About this exercise: Search the listing below for the word "positive" and copy each line that holds it.

Exercise input:
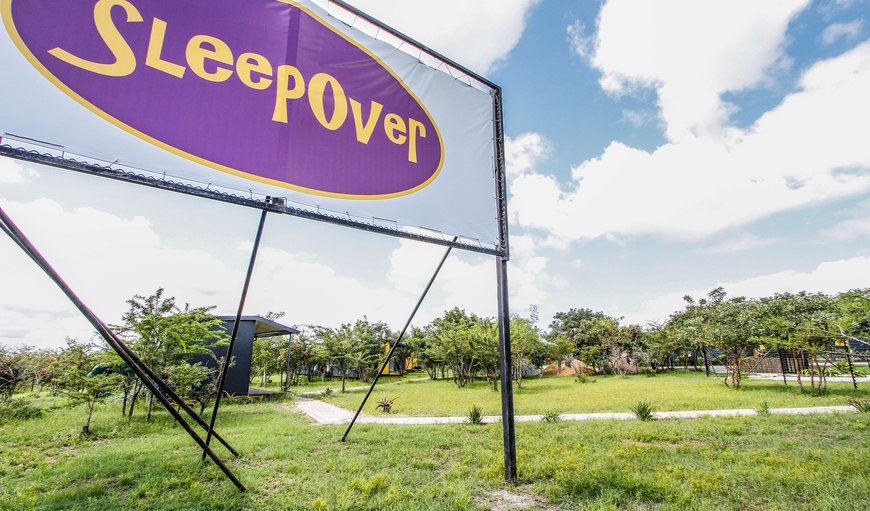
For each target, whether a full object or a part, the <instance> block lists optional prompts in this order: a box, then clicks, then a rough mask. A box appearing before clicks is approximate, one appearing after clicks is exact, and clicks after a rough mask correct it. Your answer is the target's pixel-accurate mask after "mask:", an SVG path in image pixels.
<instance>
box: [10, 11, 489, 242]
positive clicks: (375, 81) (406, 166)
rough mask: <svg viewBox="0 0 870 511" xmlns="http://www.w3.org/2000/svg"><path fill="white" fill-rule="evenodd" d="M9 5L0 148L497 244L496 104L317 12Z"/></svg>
mask: <svg viewBox="0 0 870 511" xmlns="http://www.w3.org/2000/svg"><path fill="white" fill-rule="evenodd" d="M0 7H2V17H3V23H4V26H5V29H6V30H5V32H6V34H5V37H0V55H2V58H3V63H4V68H6V71H7V72H6V73H4V74H5V75H6V78H4V80H3V81H2V84H0V97H2V98H3V101H2V102H0V103H2V106H0V130H3V132H5V133H7V134H10V133H11V134H15V135H19V136H23V137H27V138H28V139H34V140H40V141H45V142H47V143H50V144H51V145H54V146H58V147H63V148H64V149H65V150H66V151H70V152H73V153H75V154H79V155H83V156H91V157H101V158H105V159H108V160H109V161H120V162H121V163H123V164H127V165H130V166H133V167H136V168H140V169H147V170H150V171H154V172H169V173H171V174H172V175H173V176H177V177H179V178H182V179H186V180H189V181H191V182H195V183H208V184H209V185H214V186H220V187H225V188H227V189H231V190H250V191H251V192H252V193H258V194H262V195H268V196H273V197H274V196H279V197H280V196H285V197H287V198H288V199H289V200H290V201H291V202H296V203H300V204H306V205H309V206H311V207H316V208H318V209H319V208H323V209H325V210H327V211H334V212H346V213H347V214H348V215H349V216H351V217H353V218H358V219H361V220H360V221H362V222H365V219H378V218H380V219H390V220H391V221H395V222H396V224H397V225H400V226H402V227H407V228H415V227H421V228H424V229H428V230H434V231H438V232H442V233H444V234H449V235H457V236H461V237H462V238H465V239H466V240H479V242H480V243H481V244H482V245H484V246H489V247H490V248H491V247H493V246H498V245H499V244H500V241H501V240H500V236H501V234H500V232H501V231H500V229H499V225H498V217H499V212H498V208H497V205H496V199H495V197H496V196H497V195H498V193H497V186H498V183H499V179H498V176H497V174H498V173H499V172H500V169H498V168H497V165H496V163H495V162H496V160H497V158H495V157H494V155H495V153H496V146H495V144H496V142H495V139H496V135H495V129H494V124H493V122H494V121H493V116H494V115H495V112H496V110H497V109H496V108H495V105H494V94H493V93H494V91H493V90H492V89H491V88H490V87H488V86H487V85H485V84H483V83H481V82H475V83H472V81H471V80H470V79H469V80H468V81H465V82H463V81H459V80H457V79H455V78H454V77H453V76H451V74H450V73H449V72H445V70H444V68H442V66H440V65H438V63H435V65H432V63H428V64H427V63H424V62H422V61H421V59H420V58H419V55H418V56H415V55H411V54H409V53H407V52H406V51H403V50H402V49H400V48H399V47H397V46H401V45H396V44H390V43H389V42H386V41H383V40H381V39H378V38H377V34H374V35H372V34H369V33H366V32H365V31H363V30H360V29H358V28H354V27H353V26H349V25H348V24H346V23H344V22H342V21H340V20H338V19H337V18H335V17H332V16H330V15H329V14H328V13H327V11H326V10H325V9H323V8H321V7H320V6H318V5H317V4H316V3H314V2H312V1H309V0H299V1H293V0H246V1H245V2H238V1H237V0H186V1H184V2H178V1H177V0H78V1H64V2H58V1H55V0H0ZM439 68H441V69H439ZM10 99H12V100H14V101H10Z"/></svg>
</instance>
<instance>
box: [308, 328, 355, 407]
mask: <svg viewBox="0 0 870 511" xmlns="http://www.w3.org/2000/svg"><path fill="white" fill-rule="evenodd" d="M314 335H315V336H316V337H317V339H318V340H319V341H320V345H321V349H322V350H323V351H322V356H323V358H324V359H325V360H326V361H327V362H328V363H329V364H330V365H331V366H333V367H337V368H338V371H339V374H340V375H341V391H342V392H345V390H346V386H345V381H346V379H347V372H348V370H349V369H350V367H351V366H352V364H353V362H354V351H355V350H354V339H353V327H352V326H351V325H350V324H349V323H345V324H343V325H341V326H340V327H339V328H326V327H317V328H316V329H315V334H314Z"/></svg>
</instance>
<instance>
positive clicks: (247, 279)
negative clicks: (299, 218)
mask: <svg viewBox="0 0 870 511" xmlns="http://www.w3.org/2000/svg"><path fill="white" fill-rule="evenodd" d="M268 213H269V212H268V211H267V210H265V209H264V210H263V212H262V213H261V214H260V223H259V225H258V226H257V236H256V237H255V238H254V248H253V250H251V260H250V262H249V263H248V273H247V274H246V275H245V285H244V286H243V287H242V296H241V298H240V299H239V309H238V311H237V312H236V322H235V323H234V324H233V333H232V335H231V336H230V345H229V346H227V355H226V357H224V366H223V367H222V368H221V373H220V376H219V377H218V388H217V395H216V396H215V398H214V410H212V412H211V420H210V421H209V425H208V435H207V436H206V437H205V445H206V447H208V445H209V444H210V443H211V437H212V434H213V433H214V423H215V421H216V420H217V412H218V410H219V409H220V406H221V396H223V393H224V383H226V379H227V372H228V371H229V369H230V361H231V360H232V358H233V346H234V345H235V344H236V336H237V335H238V333H239V323H241V322H242V310H243V309H244V308H245V299H246V298H247V297H248V287H249V286H250V285H251V275H253V273H254V263H256V262H257V252H259V251H260V240H261V239H262V238H263V227H264V226H265V225H266V215H267V214H268ZM202 459H203V460H205V452H204V451H203V453H202Z"/></svg>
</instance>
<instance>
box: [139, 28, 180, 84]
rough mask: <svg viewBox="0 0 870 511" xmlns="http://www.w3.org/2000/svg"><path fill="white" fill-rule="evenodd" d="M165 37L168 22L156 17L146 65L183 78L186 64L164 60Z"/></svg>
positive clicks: (151, 29) (177, 76)
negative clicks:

Solution to this exercise:
positive clicks: (375, 81) (406, 166)
positive clicks: (247, 279)
positive clicks: (151, 29) (177, 76)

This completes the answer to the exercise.